Quella che potremmo definire la fabula, basata sul mito biblico, ricostruisce la vicenda del sacrificio di Isacco ad opera di suo padre Abramo (Genesi 22,1-19). Se ci si sposta sul piano allegorico, invece, come suggerisce Cristiana Santini nella dotta prefazione (che affronta il tema dal punto di vista lacaniano), il vero tema è l’affrancamento dal padre da parte del figlio, visto attraverso il dissidio fra obbedienza e ribellione, tra legge e libertà.

Un vero poeta che colga e affronti spunti biblici (specie oggi, dopo tanti predecessori e in un momento di profonda e rivoluzionaria rilettura della Bibbia) deve per forza avere una forte motivazione interiore, diciamo pure personale, che però tramite il mezzo artistico prescelto sappia elevarsi all’universale: i miti della Bibbia, i valori morali che propugnerebbe con la sua lista infinita di ordini, prescrizioni, stermini e punizioni atroci da parte di un dio che nulla chiede se non ubbidienza cieca e terrorizzata (e che contempla solo ricompense materiali e su questa terra: pozzi, cammelli, schiavi) sono infatti lontanissime dalla sensibilità umana, non solo di oggi – ma concedono comunque da sempre infiniti e fertili spunti di rielaborazione e soprattutto decostruzione. E in un momento in cui i fanatismi religiosi sembrano riguardare minoranze sempre più agguerrite, è bene riflettere su alcune cose, che vanno dette fuori dai denti.


Abramo esegue l’ordine di Jahvé, e si ferma solo quando Jahvé ha avuto la prova della sua “ubbidienza cieca” (p. 57). Sì: Abramo, accecato dal fanatismo, avrebbe davvero ucciso il figlio. Ubbidienza cieca, amore per il trascendente? In realtà padre e figlio sono due vittime, per cui la vita non potrà più essere la stessa. Certo, la fedeltà di Abramo permette – grazie agli innumerevoli stermini di buona parte della Genesi – la fortuna della sua discendenza: “Io ti benedirò con ogni benedizione e renderò molto numerosa la tua discendenza, come le stelle del cielo e come la sabbia che è sul lido del mare; la tua discendenza si impadronirà delle città dei nemici” (Genesi 22,17).

Basterebbe porsi un solo istante nei panni del genitore per capire la situazione, al di là delle spiegazioni teologiche a posteriori: come reagirebbe chiunque di noi di fronte a un simile comando, supponiamo pure di origine divina? Del resto, lo stesso Isacco/Pertosa confessa: “l’ho capito solo adesso / che ho un bimbo tutto mio / cosa davvero / ti ha chiesto dio” (p. 64).

··········

● Problemi e compiti:
(a) Trascrivi dal testo sul sacrificio di Isacco il passo che va da "Quella che potremmo" fino a "legge e libertà." compreso.
(b) Prosegui il testo sul sacrificio di Isacco, partendo subito dopo l'ultima frase riportata.

··········

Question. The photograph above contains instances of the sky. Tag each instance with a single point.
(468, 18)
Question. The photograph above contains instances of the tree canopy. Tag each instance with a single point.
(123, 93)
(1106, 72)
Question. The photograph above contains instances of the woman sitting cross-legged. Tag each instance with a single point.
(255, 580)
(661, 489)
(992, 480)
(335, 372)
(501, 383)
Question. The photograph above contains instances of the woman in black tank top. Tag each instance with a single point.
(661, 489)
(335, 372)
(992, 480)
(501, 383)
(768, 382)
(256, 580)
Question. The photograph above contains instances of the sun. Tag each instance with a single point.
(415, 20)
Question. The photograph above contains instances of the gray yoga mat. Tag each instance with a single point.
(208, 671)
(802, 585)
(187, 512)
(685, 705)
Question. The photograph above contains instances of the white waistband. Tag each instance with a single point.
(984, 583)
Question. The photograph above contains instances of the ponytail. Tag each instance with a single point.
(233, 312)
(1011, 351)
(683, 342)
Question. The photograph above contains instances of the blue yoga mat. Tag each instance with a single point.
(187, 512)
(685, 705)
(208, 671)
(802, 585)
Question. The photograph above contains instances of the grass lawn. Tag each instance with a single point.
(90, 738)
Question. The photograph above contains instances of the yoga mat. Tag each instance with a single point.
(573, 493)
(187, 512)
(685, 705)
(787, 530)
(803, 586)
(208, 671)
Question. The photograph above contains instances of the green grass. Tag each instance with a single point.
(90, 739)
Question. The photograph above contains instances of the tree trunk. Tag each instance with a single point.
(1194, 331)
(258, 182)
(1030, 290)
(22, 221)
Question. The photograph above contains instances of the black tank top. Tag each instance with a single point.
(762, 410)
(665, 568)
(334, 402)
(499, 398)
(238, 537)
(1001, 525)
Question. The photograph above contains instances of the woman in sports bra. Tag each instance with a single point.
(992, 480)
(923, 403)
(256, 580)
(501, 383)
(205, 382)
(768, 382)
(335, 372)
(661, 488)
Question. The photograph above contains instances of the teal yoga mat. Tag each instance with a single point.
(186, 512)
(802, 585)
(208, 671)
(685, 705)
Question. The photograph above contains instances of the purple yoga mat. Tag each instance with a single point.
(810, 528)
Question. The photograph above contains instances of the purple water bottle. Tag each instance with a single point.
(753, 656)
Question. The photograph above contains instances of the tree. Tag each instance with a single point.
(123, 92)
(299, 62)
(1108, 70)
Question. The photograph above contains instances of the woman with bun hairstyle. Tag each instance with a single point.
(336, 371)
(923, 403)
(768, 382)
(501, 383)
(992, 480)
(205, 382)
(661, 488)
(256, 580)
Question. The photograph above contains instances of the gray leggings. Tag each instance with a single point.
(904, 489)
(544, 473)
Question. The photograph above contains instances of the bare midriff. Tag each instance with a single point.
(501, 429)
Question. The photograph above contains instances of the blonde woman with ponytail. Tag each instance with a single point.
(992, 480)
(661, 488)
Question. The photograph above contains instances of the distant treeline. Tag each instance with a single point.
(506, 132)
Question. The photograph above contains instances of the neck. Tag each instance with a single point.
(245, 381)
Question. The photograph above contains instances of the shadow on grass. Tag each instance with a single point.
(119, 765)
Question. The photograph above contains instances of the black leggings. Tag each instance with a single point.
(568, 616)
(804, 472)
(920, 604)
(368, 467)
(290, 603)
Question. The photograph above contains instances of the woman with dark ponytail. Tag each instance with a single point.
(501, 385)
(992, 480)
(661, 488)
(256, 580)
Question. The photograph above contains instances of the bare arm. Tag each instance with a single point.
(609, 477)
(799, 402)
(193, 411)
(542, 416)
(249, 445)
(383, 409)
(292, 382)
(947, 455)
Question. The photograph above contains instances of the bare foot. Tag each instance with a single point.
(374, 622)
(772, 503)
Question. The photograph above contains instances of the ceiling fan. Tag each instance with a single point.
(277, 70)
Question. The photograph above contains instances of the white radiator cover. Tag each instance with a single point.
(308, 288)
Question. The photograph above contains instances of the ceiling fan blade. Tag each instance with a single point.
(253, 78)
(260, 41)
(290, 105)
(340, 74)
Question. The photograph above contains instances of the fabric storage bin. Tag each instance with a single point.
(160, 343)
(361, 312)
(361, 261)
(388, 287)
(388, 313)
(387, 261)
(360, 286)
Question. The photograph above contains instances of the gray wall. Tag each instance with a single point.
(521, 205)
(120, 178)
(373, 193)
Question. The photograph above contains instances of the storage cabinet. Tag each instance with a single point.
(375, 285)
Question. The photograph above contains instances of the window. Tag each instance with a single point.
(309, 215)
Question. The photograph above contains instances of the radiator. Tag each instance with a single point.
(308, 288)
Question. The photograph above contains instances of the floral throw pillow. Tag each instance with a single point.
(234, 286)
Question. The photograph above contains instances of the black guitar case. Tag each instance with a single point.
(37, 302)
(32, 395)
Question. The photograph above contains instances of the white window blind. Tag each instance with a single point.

··········

● Risultati attesi:
(a)
Quella che potremmo definire la fabula, basata sul mito biblico, ricostruisce la vicenda del sacrificio di Isacco ad opera di suo padre Abramo (Genesi 22,1-19). Se ci si sposta sul piano allegorico, invece, come suggerisce Cristiana Santini nella dotta prefazione (che affronta il tema dal punto di vista lacaniano), il vero tema è l’affrancamento dal padre da parte del figlio, visto attraverso il dissidio fra obbedienza e ribellione, tra legge e libertà.

(b)
Però, al contempo, questo gesto folle libera Isacco: dopo il padre, oltre il padre (“Io ti accuso / di aver lasciato il cuore dentro un barile gelato”, p. 39) il figlio sarà libero, anche se nel “rancore” verso di lui, come tornando “ a casa da una guerra” (p. 45). “Dimmi cosa devo pensare di un dio / che voleva darmi in pasto alle stelle” (p. 48) dice Isacco nel momento dell’esplicita ribellione.


Nella seconda parte Isacco, adesso padre (in cui Pertosa, come figlio e come padre, si rispecchia), riflette sugli eventi e sul loro significato. “Il paradiso terrestre è caduto d’un fiato / elohim ha perso la sfida” (p. 83). Isacco è ora un uomo, un uomo moderno libero (non solo da dio) e disperato, perché con la sconfitta e la morte di Dio sono svaniti il principio di autorità, l’autorevolezza della Legge, il riferimento a un sistema di valori certo, immutabile e indiscutibile. Pertosa si apre a riferimenti di storia e cronaca che sanno di apocalisse, di inferno, di “follia degli umani” (p. 87, con il lemma “follia” che significativamente era prima accostato a dio (p. 50) e ora si riferisce all’uomo: “in principio era la fede / e adesso che nessuno ci crede” (p. 85) “ci prende la paura” (p. 105) – perché, dice Pertosa/Isacco, “senza uno sguardo rivolto al cielo / frana il terreno sotto i piedi” (ivi).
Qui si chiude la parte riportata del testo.